Given problem 1
Transcribe the part of the Lean file on integers mod 37 that begins with the words containing "-- Now check" and ends with "k = 0 will do.".
Given problem 2
Pick up the Lean file on integers mod 37 after its last line and continue writing it.
--- Start of Excerpt ---
/- Integers mod 37

  A demonstration of how to use equivalence relations and equivalence classes in Lean.

  We define the "congruent mod 37" relation on integers, prove it is an equivalence
  relation, define Zmod37 to be the equivalence classes, and put a ring structure on
  the quotient.

-/
-- this import is helpful for some intermediate calculations
import tactic.ring

-- Definition of the equivalence relation
definition cong_mod37 (a b : ℤ) : Prop := ∃ (k : ℤ), k * 37 = b - a

-- Now check it's an equivalence reln!

theorem cong_mod_refl : reflexive (cong_mod37) :=
begin
  intro x,
  -- to prove cong_mod37 x x we just observe that k = 0 will do.
--- End of Excerpt ---
--- Start of Collected data ---
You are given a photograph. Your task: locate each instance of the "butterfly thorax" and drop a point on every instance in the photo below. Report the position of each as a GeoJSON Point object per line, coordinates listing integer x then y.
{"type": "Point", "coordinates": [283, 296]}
--- End of Collected data ---
Final result 1
-- Now check it's an equivalence reln!

theorem cong_mod_refl : reflexive (cong_mod37) :=
begin
  intro x,
  -- to prove cong_mod37 x x we just observe that k = 0 will do.

Final result 2
  use (0 : ℤ), -- this is k
  simp,
end

theorem cong_mod_symm : symmetric (cong_mod37) :=
begin
  intros a b H,
  -- H : cond_mod37 a b
  cases H with l Hl,
  -- Hl : l * 37 = (b - a)
  -- Goal is to find an integer k with k * 37 = a - b
  use -l,
  simp [Hl],
end

theorem cong_mod_trans : transitive (cong_mod37) :=
begin
  intros a b c Hab Hbc,
  cases Hab with l Hl,
  cases Hbc with m Hm,
  -- Hl : l * 37 = b - a, and Hm : m * 37 = c - b
  -- Goal : ∃ k, k * 37 = c - a
  use (l + m),
  simp [add_mul, Hl, Hm],
end

-- so we've now seen a general technique for proving a ≈ b -- use (the k that works)

theorem cong_mod_equiv : equivalence (cong_mod37) :=
⟨cong_mod_refl, cong_mod_symm, cong_mod_trans⟩

-- Now let's put an equivalence relation on ℤ
definition Zmod37.setoid : setoid ℤ := { r := cong_mod37, iseqv := cong_mod_equiv }

-- Tell the type class inference system about this equivalence relation.
local attribute [instance] Zmod37.setoid

-- Now we can make the quotient.
definition Zmod37 := quotient (Zmod37.setoid)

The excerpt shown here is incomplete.